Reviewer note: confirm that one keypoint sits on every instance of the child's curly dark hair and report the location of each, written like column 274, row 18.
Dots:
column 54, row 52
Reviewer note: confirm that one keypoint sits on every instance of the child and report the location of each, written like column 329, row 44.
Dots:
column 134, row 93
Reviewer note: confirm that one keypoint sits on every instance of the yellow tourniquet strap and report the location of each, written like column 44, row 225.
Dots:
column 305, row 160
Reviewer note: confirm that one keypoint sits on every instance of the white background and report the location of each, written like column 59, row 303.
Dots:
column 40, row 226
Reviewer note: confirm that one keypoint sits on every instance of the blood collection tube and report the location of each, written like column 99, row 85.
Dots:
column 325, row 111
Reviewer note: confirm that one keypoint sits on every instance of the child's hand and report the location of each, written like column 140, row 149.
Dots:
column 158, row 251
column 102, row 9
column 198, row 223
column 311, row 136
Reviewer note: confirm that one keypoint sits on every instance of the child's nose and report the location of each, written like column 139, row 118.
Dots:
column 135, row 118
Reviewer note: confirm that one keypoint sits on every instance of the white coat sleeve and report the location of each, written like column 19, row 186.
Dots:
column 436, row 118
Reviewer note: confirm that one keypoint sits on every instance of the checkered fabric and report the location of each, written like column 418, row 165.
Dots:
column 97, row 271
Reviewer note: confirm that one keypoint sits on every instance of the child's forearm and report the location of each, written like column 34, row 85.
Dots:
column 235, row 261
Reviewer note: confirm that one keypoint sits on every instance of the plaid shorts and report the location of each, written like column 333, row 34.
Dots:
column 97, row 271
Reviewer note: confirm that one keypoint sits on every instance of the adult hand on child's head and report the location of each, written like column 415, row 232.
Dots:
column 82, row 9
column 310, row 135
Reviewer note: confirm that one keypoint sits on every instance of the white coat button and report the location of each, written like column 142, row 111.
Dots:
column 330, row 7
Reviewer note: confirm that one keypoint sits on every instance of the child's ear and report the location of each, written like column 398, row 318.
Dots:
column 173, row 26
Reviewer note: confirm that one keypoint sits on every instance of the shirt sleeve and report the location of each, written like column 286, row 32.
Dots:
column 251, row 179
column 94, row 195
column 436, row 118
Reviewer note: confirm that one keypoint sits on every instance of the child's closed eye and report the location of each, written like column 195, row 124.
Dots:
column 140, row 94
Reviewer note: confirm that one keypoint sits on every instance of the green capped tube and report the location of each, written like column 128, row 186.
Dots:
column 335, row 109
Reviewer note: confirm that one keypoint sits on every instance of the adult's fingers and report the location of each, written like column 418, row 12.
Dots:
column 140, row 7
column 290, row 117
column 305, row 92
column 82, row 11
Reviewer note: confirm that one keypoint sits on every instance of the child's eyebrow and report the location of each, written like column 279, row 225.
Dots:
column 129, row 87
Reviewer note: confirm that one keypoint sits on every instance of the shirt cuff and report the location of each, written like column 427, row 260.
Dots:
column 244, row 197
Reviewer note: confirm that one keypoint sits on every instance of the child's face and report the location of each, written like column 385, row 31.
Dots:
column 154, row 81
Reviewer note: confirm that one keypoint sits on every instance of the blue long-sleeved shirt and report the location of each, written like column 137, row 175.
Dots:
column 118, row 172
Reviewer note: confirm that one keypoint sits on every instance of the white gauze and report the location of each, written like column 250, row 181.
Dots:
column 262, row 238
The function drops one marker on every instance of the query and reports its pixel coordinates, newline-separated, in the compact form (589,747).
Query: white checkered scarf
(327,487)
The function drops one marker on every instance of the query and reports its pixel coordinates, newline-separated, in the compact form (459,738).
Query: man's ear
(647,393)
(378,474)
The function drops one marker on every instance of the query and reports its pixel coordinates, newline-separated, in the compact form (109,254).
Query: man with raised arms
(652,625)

→ **WHAT YOU SHOULD DO**:
Print the material above once more, exactly.

→ **SOLUTION**:
Reviewer note: confirm that one keypoint sits on every instance of the child's curly dark hair and report the location of each, written like column 274, row 18.
Dots:
column 54, row 52
Reviewer note: confirm that one keypoint sits on every instance of the child and report the location of each, written like column 329, row 44.
Dots:
column 134, row 93
Reviewer note: confirm that one keypoint sits on every instance of the yellow tourniquet strap and report the location of each, written like column 44, row 225.
Dots:
column 305, row 160
Reviewer note: confirm that one keypoint sits on every instance of the white background and report the location of each, written like column 59, row 303.
Dots:
column 40, row 226
Reviewer note: confirm that one keypoint sits on every instance of the blood collection tube and report the location of each, written like column 99, row 85.
Dots:
column 325, row 111
Reviewer note: confirm that one keypoint sits on every instance of the child's hand and report the location of each, written like column 140, row 149.
Dots:
column 158, row 251
column 102, row 9
column 198, row 223
column 311, row 136
Reviewer note: confirm that one keypoint sits on every instance of the child's nose and report the location of each, written like column 139, row 118.
Dots:
column 135, row 118
Reviewer note: confirm that one keypoint sits on every instance of the white coat sleeve and report the location of each, written like column 19, row 186.
Dots:
column 436, row 118
Reviewer note: confirm that one keypoint sits on every instance of the checkered fabric and report the location of each, written like column 418, row 165.
Dots:
column 97, row 271
Reviewer note: confirm that one keypoint sits on every instance of the child's forearm and report the location of each, written like column 34, row 85.
Dots:
column 235, row 261
Reviewer note: confirm that one keypoint sits on every instance of the plaid shorts and report the location of each, written like column 333, row 34.
Dots:
column 97, row 271
Reviewer note: confirm that one keypoint sits on every instance of the adult hand on child's head and report the location of each, written like column 415, row 232.
Dots:
column 82, row 9
column 310, row 135
Reviewer note: confirm that one keypoint sits on every instance of the white coat button and report the location of each, written like column 142, row 111.
Dots:
column 330, row 7
Reviewer note: confirm that one keypoint sits on every instance of the child's ear and report the location of each, written like column 398, row 318.
Dots:
column 173, row 26
Reviewer note: confirm that one keypoint sits on every instance of the shirt sleeve and report the location of each, written like column 286, row 32.
Dots:
column 251, row 179
column 94, row 195
column 436, row 118
Reviewer note: confirm that one keypoint sits on every instance of the child's closed eye and report the location of each, written like column 195, row 124.
Dots:
column 140, row 94
Reviewer note: confirm that one keypoint sits on every instance of the green capped tube and report the location of each, written like column 128, row 186.
Dots:
column 335, row 109
Reviewer note: confirm that one keypoint sits on every instance of the adult's fingers and report the location of each, written like column 418, row 12.
Dots:
column 140, row 7
column 290, row 117
column 305, row 92
column 82, row 11
Reviewer note: confirm that one keypoint sits on every instance of the child's eyebrow and report the location of each, written like column 279, row 225.
Dots:
column 129, row 87
Reviewer note: confirm that one keypoint sits on every instance of the shirt cuff and report the location of each, written like column 427, row 260.
Dots:
column 244, row 197
Reviewer note: confirm that one keypoint sits on every instance of the child's face and report the location of each, written like column 385, row 31.
Dots:
column 154, row 81
Reviewer note: confirm that one keypoint sits on every instance of the blue long-sleeved shirt and report the location of each, written like column 137, row 175.
Dots:
column 118, row 172
Reviewer note: confirm that one keypoint sits on every instance of the white gauze and report the location of each, written like column 250, row 181.
Dots:
column 262, row 238
The function drops one marker on every instance of the query and reports its pixel coordinates, newline-separated, in the compact form (589,747).
Query: white checkered scarf
(327,487)
The function drops one marker on every instance of the query and reports its pixel coordinates, newline-separated, in the compact form (459,738).
Query: man's ear
(647,393)
(378,474)
The function drops one marker on every instance of the query and reports its pixel coordinates, newline-separated, in the compact form (109,254).
Query: man with raised arms
(652,625)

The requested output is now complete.